▶ [EXERCISE REQUIREMENTS]
Pick up the article on the Indigenous Caucus leaving the OAS declaration talks and continue it after its last sentence.

▶ [PAGE TEXT]
◆ ◆ ◆ ◆

Photos by Vera Narvaez.
By Agnes Portalewska
The Indigenous Caucus of the Americas at the Organization of American States (OAS) has withdrawn from negotiations on the Draft American Declaration on the Rights of Indigenous Peoples, a process that has been going on for over 17 years. The most recent negotiations took place May 13 to 15, 2015 in Washington, DC at the eighteenth meeting of the Working Group to Prepare the Draft American Declaration on the Rights of Indigenous Peoples.
The American Declaration is hoped to be a comprehensive, regional human rights mechanism that promotes, protects, and fulfills the rights of Indigenous Peoples in North, Central, and South America, and in the Caribbean. The American Declaration will also be used as a tool to ensure that states respect Indigenous Peoples’ rights through its application within the Inter-American Human Rights System.
In 1989, the General Assembly of the Organization of American States requested that the Inter-American Commission on Human Rights to prepare a legal instrument on the rights of "Indigenous populations." The OAS Working Group on the draft American Declaration began drafting the text in 1997 and held several rounds of negotiations before postponing its effort in 2012 due to a lack of funding. In December 2014, the Chair of the Working Group announced that the negotiations would resume in 2015 with monthly sessions with a goal to finalize the text in time for the OAS General Assembly in June 2015.
At the most recent meeting, Caucus members pointed to the “deceit and lack of good” will of Colombia, Brazil, Belize, Ecuador, Argentina, Chile, and Venezuela, governments most opposed to Indigenous rights, as the reason for the withdrawal of the Indigenous Caucus. “They all wanted to subject Indigenous rights to inferior national constitution restrictions,” wrote Caucus member Damon Corrie commenting on the process where several States introduced last-minute new text aimed at making the provisions in the American Declaration unclear, eroding the standards of the United Nations Declaration on the Rights of Indigenous Peoples.

◆ ◆ ◆ ◆

▶ [RECORD SET]
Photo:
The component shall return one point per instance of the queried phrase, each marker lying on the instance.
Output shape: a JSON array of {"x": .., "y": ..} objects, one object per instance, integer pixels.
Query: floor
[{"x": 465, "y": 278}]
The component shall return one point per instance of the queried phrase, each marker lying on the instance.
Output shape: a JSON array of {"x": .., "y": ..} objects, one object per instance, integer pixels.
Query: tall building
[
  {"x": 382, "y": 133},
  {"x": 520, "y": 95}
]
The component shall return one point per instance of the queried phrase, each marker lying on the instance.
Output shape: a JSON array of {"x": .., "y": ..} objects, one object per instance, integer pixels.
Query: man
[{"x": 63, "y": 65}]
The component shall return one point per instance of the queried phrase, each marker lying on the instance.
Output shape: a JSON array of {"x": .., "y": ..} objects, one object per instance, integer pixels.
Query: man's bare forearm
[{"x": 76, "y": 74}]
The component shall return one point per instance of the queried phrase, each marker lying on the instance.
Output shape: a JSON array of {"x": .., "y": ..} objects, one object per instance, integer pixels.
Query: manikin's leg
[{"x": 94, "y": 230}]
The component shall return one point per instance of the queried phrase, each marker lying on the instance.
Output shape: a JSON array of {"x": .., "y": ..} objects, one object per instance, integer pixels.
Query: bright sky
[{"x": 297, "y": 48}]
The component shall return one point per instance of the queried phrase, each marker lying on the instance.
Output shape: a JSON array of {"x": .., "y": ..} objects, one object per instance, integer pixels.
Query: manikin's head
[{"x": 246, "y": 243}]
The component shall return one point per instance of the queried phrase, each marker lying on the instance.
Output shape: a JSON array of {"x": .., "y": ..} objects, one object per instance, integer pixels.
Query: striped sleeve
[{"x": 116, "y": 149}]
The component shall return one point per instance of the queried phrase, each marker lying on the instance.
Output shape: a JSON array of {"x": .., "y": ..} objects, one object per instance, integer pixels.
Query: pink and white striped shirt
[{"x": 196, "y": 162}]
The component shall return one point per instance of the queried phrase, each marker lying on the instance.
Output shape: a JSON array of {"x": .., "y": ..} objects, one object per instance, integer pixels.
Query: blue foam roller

◆ ◆ ◆ ◆

▶ [IN RESPONSE]
Below is a public statement from the Indigenous Caucus:
Position of the Indigenous Caucus of Indigenous Peoples of the Americas
Distinguished Chairman of the Permanent Council, we the representatives of Indigenous Peoples express our position in regards to the last session of negotiations of the working group responsible for drafting the American Declaration on the Rights of Indigenous Peoples.
We regret that some States insist to hinder negotiations which have been held for more than 17 years, by introducing at the last minute, new text to make the provisions in the American Declaration ambiguous, taking it below the standards of the Declaration of the United Nations and not recognize the rights of Indigenous Peoples, which is contrary to international human rights law.
The Caucus considers this a vile disrespect and bad faith and will not accept any disposition that limits the human rights of Indigenous Peoples to the constitutions, domestic laws and public interest and allow the continued violation of indigenous rights and destroy all progress we have achieved in the American Declaration.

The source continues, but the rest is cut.